▶ [The records]:
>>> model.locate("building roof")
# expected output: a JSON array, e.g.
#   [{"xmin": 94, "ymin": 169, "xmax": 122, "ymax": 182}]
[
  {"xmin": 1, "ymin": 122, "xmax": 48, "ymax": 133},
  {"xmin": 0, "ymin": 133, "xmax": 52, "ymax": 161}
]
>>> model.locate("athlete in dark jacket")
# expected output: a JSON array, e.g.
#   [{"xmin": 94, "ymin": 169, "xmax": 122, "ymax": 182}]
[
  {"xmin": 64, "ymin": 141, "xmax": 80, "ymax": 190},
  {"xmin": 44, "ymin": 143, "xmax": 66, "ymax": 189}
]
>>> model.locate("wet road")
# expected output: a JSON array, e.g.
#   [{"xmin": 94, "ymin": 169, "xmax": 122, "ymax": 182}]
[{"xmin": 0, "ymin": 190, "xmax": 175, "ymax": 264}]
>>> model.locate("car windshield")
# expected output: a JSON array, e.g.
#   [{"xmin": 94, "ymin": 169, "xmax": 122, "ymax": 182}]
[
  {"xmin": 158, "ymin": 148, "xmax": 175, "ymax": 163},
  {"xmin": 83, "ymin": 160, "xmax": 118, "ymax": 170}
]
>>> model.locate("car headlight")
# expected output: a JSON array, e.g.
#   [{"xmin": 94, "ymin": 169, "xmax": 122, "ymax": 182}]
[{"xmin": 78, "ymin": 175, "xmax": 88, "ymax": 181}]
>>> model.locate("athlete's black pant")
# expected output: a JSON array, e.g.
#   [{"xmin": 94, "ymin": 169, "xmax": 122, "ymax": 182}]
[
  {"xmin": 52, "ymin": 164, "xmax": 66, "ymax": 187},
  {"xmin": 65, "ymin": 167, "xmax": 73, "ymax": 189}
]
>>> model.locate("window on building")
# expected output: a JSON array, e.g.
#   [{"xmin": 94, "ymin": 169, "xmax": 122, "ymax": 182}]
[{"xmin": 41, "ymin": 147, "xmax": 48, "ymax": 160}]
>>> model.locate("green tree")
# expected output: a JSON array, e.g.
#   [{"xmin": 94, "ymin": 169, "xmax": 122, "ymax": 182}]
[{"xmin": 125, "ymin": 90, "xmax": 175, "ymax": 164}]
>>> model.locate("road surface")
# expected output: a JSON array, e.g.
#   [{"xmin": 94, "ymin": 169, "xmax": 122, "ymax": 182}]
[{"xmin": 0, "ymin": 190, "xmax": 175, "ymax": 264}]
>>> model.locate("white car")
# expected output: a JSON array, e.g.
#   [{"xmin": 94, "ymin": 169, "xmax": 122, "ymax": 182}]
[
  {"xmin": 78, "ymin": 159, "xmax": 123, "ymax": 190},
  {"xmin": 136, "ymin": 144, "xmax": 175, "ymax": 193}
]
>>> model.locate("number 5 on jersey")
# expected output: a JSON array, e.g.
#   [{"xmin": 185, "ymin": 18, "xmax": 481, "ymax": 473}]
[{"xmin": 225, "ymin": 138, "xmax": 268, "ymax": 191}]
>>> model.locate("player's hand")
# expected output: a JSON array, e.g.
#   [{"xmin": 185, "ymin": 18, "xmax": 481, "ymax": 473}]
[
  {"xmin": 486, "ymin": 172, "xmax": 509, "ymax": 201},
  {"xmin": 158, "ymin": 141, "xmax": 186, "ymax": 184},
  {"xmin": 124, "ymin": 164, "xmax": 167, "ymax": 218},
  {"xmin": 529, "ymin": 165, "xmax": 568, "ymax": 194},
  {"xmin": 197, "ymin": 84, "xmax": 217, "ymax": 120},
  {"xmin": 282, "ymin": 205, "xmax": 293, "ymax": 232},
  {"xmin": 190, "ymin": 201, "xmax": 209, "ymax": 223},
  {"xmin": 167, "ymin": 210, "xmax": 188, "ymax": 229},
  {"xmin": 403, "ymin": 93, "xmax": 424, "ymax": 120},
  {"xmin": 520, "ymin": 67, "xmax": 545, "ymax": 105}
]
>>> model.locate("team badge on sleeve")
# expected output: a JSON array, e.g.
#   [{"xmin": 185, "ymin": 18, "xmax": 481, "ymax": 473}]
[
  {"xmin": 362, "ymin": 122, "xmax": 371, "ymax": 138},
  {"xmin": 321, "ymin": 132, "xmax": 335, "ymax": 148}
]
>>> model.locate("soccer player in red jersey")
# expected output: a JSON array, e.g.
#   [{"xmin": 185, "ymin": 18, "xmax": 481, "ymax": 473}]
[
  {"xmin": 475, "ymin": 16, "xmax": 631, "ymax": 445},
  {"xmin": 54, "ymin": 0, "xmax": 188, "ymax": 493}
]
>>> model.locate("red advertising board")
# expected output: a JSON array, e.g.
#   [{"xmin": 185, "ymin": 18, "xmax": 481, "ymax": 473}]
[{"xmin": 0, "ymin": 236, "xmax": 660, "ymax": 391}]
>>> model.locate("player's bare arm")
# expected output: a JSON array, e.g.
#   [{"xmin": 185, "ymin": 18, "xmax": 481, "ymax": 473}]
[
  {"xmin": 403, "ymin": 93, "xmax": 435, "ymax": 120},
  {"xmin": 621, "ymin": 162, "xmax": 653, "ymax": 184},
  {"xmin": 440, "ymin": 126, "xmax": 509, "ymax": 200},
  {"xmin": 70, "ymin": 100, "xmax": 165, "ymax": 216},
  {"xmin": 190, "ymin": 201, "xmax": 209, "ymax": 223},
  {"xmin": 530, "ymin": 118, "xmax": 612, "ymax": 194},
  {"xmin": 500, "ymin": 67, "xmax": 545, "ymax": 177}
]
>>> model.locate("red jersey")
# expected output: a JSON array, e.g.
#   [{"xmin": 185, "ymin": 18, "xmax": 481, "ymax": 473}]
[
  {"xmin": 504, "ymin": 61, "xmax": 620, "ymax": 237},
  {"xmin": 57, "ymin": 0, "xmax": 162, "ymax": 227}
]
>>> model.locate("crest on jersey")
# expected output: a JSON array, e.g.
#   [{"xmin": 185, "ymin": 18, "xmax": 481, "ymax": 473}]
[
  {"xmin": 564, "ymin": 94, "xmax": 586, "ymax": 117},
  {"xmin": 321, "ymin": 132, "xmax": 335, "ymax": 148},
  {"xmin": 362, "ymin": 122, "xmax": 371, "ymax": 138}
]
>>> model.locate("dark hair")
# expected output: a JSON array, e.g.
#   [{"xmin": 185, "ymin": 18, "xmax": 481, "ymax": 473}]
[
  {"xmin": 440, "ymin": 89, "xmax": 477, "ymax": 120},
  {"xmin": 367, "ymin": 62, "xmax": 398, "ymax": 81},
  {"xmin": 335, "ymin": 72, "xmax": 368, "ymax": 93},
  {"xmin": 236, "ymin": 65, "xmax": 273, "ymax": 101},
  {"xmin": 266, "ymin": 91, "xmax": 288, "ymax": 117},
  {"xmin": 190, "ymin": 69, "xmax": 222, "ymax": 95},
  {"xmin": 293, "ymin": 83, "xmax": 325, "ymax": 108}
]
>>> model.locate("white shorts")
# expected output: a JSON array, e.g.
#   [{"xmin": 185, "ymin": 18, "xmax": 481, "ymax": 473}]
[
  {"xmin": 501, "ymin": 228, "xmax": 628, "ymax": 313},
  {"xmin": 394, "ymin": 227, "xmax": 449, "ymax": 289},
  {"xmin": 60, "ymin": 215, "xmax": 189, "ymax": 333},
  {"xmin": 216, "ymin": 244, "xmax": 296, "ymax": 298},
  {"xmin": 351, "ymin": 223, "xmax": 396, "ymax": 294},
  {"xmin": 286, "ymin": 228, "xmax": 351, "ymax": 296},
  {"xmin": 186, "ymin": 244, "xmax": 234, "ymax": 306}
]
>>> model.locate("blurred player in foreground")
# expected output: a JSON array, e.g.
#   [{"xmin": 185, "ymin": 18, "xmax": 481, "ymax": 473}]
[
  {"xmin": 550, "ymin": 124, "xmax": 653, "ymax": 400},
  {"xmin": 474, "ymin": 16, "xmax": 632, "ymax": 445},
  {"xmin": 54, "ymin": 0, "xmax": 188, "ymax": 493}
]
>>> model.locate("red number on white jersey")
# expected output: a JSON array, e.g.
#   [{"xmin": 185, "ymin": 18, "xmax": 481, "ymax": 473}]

▶ [Short problem]:
Which lines in the entries above contain the word "white"? Pull out each of those lines and copy it in full.

▶ [Output]:
>>> model.locate("white car")
>>> model.locate("white shorts")
>>> model.locate("red number on white jersey")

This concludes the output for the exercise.